▶ **Dataset rows showing where objects appear**:
════

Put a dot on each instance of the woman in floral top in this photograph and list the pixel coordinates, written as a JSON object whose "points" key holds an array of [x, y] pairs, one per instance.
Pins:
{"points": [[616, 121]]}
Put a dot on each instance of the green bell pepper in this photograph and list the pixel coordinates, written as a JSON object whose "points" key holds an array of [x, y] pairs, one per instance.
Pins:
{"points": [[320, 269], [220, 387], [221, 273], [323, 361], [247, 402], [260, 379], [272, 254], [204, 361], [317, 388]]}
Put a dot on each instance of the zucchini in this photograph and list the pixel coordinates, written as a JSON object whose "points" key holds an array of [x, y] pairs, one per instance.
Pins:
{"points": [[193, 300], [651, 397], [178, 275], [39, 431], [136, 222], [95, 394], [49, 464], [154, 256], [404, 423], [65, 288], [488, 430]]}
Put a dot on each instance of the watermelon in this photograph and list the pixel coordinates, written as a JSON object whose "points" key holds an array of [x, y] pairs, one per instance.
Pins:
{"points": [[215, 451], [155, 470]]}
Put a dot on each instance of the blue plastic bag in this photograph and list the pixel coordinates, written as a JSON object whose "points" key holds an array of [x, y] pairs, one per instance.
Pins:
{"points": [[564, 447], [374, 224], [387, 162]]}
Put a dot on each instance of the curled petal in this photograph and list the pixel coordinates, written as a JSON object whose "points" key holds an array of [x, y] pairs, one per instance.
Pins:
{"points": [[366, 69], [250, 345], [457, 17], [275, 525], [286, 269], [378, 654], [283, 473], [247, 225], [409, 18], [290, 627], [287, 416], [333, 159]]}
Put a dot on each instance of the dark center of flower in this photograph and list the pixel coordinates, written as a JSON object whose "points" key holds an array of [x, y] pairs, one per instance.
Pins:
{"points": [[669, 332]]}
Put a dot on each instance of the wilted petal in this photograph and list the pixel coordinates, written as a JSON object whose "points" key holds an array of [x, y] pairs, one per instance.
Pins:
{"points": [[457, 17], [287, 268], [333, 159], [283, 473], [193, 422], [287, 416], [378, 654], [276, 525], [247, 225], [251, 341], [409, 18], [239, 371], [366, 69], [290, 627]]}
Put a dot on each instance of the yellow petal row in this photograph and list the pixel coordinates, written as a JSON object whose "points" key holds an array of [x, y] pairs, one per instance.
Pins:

════

▶ **Instructions to follow**:
Copy every one of the rows above word for word.

▶ **Response to the task**:
Put a dot on each instance of the woman in floral top in this photograph and list the pixel coordinates, written as a JSON object whose "points" key holds an array of [x, y] pairs, one per instance.
Pins:
{"points": [[616, 121]]}
Put a dot on each instance of the green bell pepper in this photograph and list the pixel coordinates, written as a JSON object whose "points" key holds an array of [x, y] pairs, one per instance.
Pins:
{"points": [[320, 269], [220, 387], [221, 273], [323, 361], [247, 402], [260, 379], [272, 254], [204, 361], [317, 388]]}
Put a dot on each instance of the zucchini in this photograph and list the pixel coordinates, written as a JSON object whose "points" key holds an array of [x, y] pairs, one per instance.
Pins:
{"points": [[193, 300], [651, 397], [178, 275], [39, 431], [136, 222], [95, 394], [49, 464], [154, 256], [404, 423], [65, 288], [488, 430]]}
Put a dot on each instance of the watermelon in this photograph and list the pixel coordinates, written as a JSON object whose "points" key holds an array of [x, y] pairs, one per instance.
Pins:
{"points": [[215, 451], [155, 470]]}
Put a dot on each instance of the blue plastic bag in this photograph and list the pixel coordinates, written as a JSON object whose "points" key holds an array of [x, y] pairs, one per instance.
Pins:
{"points": [[564, 447], [374, 224], [387, 162]]}
Put a dot on each instance of the curled petal in this photograph and list the pixel coordinates, written as a JSON object whose "points" key holds an array of [x, y] pairs, one per instance.
Pins:
{"points": [[366, 69], [250, 345], [457, 17], [275, 525], [286, 269], [378, 654], [283, 473], [247, 225], [409, 18], [290, 627], [287, 416], [333, 159]]}
Put a dot on each instance of the dark center of flower in this photograph and list the pixel coordinates, written as a JSON object whose "points" key holds an array of [x, y] pairs, one per instance.
Pins:
{"points": [[669, 332]]}
Put a dot on each instance of the wilted petal in this photograph and list the pixel coordinates, written as a JSON object whose "points" key holds an array of [x, y] pairs, one per instance.
Pins:
{"points": [[457, 17], [287, 268], [333, 159], [283, 473], [193, 422], [287, 416], [378, 654], [276, 525], [247, 225], [251, 341], [409, 18], [239, 371], [366, 69], [290, 627]]}
Put a dot on each instance of the yellow petal row in this photograph and list the pixel coordinates, written as a JSON object whose "points" key holds an array of [x, y] pairs, one per instance.
Pins:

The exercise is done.